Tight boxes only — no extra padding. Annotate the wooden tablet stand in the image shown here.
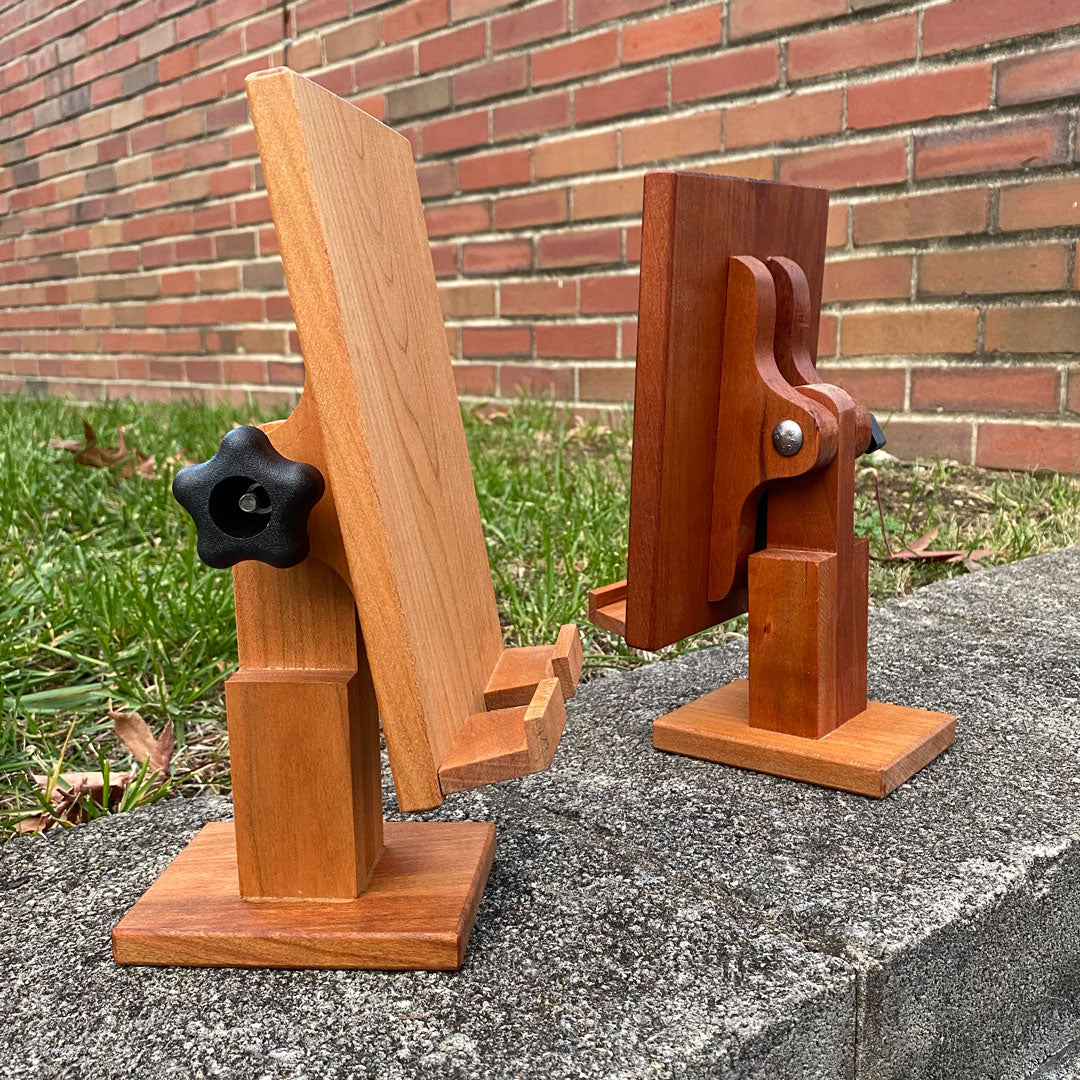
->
[589,173,956,797]
[112,70,581,968]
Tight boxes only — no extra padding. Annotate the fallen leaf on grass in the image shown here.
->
[109,710,176,775]
[886,525,1001,571]
[49,420,157,480]
[16,772,133,833]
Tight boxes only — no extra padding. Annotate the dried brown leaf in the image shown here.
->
[25,772,133,833]
[109,710,176,775]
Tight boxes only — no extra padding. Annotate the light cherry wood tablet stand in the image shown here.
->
[589,173,956,797]
[113,70,581,969]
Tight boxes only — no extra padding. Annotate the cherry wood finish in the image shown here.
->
[112,821,495,970]
[708,256,837,602]
[113,69,582,968]
[652,679,956,798]
[626,172,828,649]
[589,173,955,796]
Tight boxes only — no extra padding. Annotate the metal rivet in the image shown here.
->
[772,420,802,458]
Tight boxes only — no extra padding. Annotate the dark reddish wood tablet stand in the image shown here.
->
[112,69,581,969]
[589,173,956,797]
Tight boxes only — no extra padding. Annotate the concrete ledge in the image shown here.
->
[0,551,1080,1080]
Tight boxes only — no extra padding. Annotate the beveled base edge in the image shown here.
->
[112,822,495,971]
[652,679,956,798]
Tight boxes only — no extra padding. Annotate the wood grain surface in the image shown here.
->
[247,69,502,810]
[652,679,956,798]
[112,822,495,970]
[626,173,828,649]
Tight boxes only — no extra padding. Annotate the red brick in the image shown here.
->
[818,364,907,409]
[499,364,573,401]
[461,240,532,274]
[454,364,495,396]
[293,0,349,30]
[454,56,528,105]
[622,4,724,64]
[825,203,850,247]
[724,90,843,150]
[529,30,625,86]
[352,45,416,90]
[821,255,912,303]
[672,42,780,102]
[986,305,1080,353]
[998,45,1080,105]
[458,149,529,191]
[998,176,1080,229]
[787,14,918,80]
[975,423,1080,473]
[919,244,1068,296]
[579,273,638,315]
[532,132,619,180]
[1065,367,1080,413]
[573,68,667,124]
[382,0,449,45]
[852,188,990,244]
[495,188,569,229]
[416,161,457,199]
[780,136,907,191]
[491,0,568,52]
[915,115,1069,179]
[323,17,381,64]
[423,202,491,237]
[840,308,978,356]
[578,364,634,402]
[450,0,507,23]
[491,91,570,139]
[414,19,487,75]
[420,111,487,154]
[438,282,495,319]
[922,0,1080,56]
[536,323,617,359]
[728,0,848,40]
[573,175,643,221]
[461,326,532,356]
[499,278,577,315]
[848,63,993,130]
[912,366,1058,413]
[882,417,974,463]
[622,112,720,165]
[537,229,622,269]
[573,0,663,30]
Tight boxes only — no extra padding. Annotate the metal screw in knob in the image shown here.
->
[772,420,802,458]
[173,427,324,569]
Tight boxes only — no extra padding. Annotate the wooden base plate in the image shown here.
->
[652,679,956,798]
[112,822,495,970]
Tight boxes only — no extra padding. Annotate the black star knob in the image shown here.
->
[863,413,885,454]
[173,428,325,570]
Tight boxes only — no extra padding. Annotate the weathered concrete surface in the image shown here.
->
[0,552,1080,1080]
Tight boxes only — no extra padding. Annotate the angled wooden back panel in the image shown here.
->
[247,69,502,809]
[626,172,828,649]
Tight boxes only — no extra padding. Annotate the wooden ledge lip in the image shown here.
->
[112,822,495,971]
[438,677,566,795]
[484,622,584,708]
[589,578,626,637]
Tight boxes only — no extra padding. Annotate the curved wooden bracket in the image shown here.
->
[708,256,837,600]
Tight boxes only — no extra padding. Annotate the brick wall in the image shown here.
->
[0,0,1080,469]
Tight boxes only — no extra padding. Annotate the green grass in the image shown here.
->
[0,400,1080,828]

━━━━━━━━━━━━━━━━━━━━━━━━━━━━━━

Please transcribe every line of the entries above word for word, leaving out any pictures.

Tight boxes only — no extra padding. Annotate the wooden tablet stand in the image shown here.
->
[589,173,956,797]
[112,70,581,968]
Tight boxes only — no extra padding. Annotate the fallen leaf on grass in the image shown here.
->
[109,710,176,775]
[886,525,1001,571]
[49,420,157,480]
[16,772,133,833]
Tight boxes only — no extra padding. Annotate the dried brown leaf in the image shown here.
->
[25,772,133,833]
[109,710,176,775]
Tight boxes only — no extra padding. Annotate the light cherry wood tablet stand in the image shown here.
->
[589,173,956,797]
[113,70,581,969]
Tight boxes only — no extra padding. Annotate the cherry wood finish in the image shown here.
->
[112,821,495,970]
[708,256,837,602]
[113,69,582,968]
[652,679,956,798]
[626,172,828,649]
[589,173,955,796]
Tight boxes only — no extra padding. Annotate the metal rivet in the image shown here.
->
[772,420,802,458]
Tight boxes only — no extra padding. Annotate the dark reddish wood tablet stand in the image shown here.
->
[112,69,581,969]
[589,173,956,797]
Tight boxes only — no extra padding. Annotate the concrete ledge in the image shown here.
->
[0,551,1080,1080]
Tight boxes only — no extra padding. Annotate the beveled base edge in the image shown here.
->
[112,822,495,971]
[652,679,956,798]
Tight boxes only — no extra padding. Annotate the wood grain surface in the image shown here.
->
[247,69,502,810]
[652,679,956,798]
[112,822,495,970]
[626,173,828,649]
Tight boxes only — no extra padding. Annotate the red brick in the image shown here.
->
[818,364,907,409]
[499,364,573,401]
[461,240,532,274]
[454,364,495,396]
[293,0,349,30]
[454,56,528,105]
[622,4,724,64]
[825,203,850,247]
[724,90,843,150]
[529,30,625,86]
[352,45,416,90]
[821,255,912,303]
[672,42,780,102]
[986,305,1080,353]
[998,45,1080,105]
[458,149,529,191]
[998,176,1080,229]
[787,14,918,80]
[975,423,1080,473]
[919,244,1068,296]
[579,273,638,315]
[532,132,619,180]
[1065,367,1080,413]
[573,68,667,124]
[382,0,449,45]
[852,188,990,244]
[495,188,569,229]
[416,161,457,199]
[780,136,907,191]
[491,0,568,52]
[915,115,1069,179]
[323,17,381,64]
[423,202,491,237]
[840,308,978,356]
[578,364,634,402]
[450,0,507,23]
[491,91,570,139]
[414,19,487,75]
[420,111,487,154]
[438,282,495,319]
[922,0,1080,56]
[536,323,617,359]
[728,0,848,40]
[573,175,643,221]
[461,326,532,356]
[499,278,577,315]
[848,63,993,130]
[912,366,1058,413]
[882,417,974,463]
[622,112,720,165]
[537,229,622,269]
[573,0,663,30]
Tight boxes only — no extra padding. Annotate the metal screw in knob in the image shown here.
->
[772,420,802,458]
[173,427,324,569]
Tight boxes only — no extra padding. Annotate the wooden base plate in the image shown here.
->
[652,679,956,798]
[112,822,495,970]
Tight boxes only — no extra padding. Annotate the black star knob in the image shown here.
->
[863,413,885,454]
[173,428,325,570]
Tight boxes only — no extra padding. Annotate the weathered concrete surface in the image shown here.
->
[0,552,1080,1080]
Tight boxes only — no extra padding. Annotate the angled wooden back panel in the image shown here.
->
[247,69,502,809]
[626,172,828,649]
Tight boxes only — no extra padding. Annotate the wooden ledge lip in the image shown here.
->
[112,822,495,971]
[438,677,566,795]
[484,622,584,708]
[589,578,626,637]
Tight boxes only — no extra padding. Annotate the curved wooden bracket in the image shown here.
->
[708,256,837,600]
Tight boxes only — no extra padding. Annotate the brick wall in the image shown here.
->
[0,0,1080,469]
Tight boxes only — no extra padding. Annotate the green grass in the image shown here.
->
[0,400,1080,828]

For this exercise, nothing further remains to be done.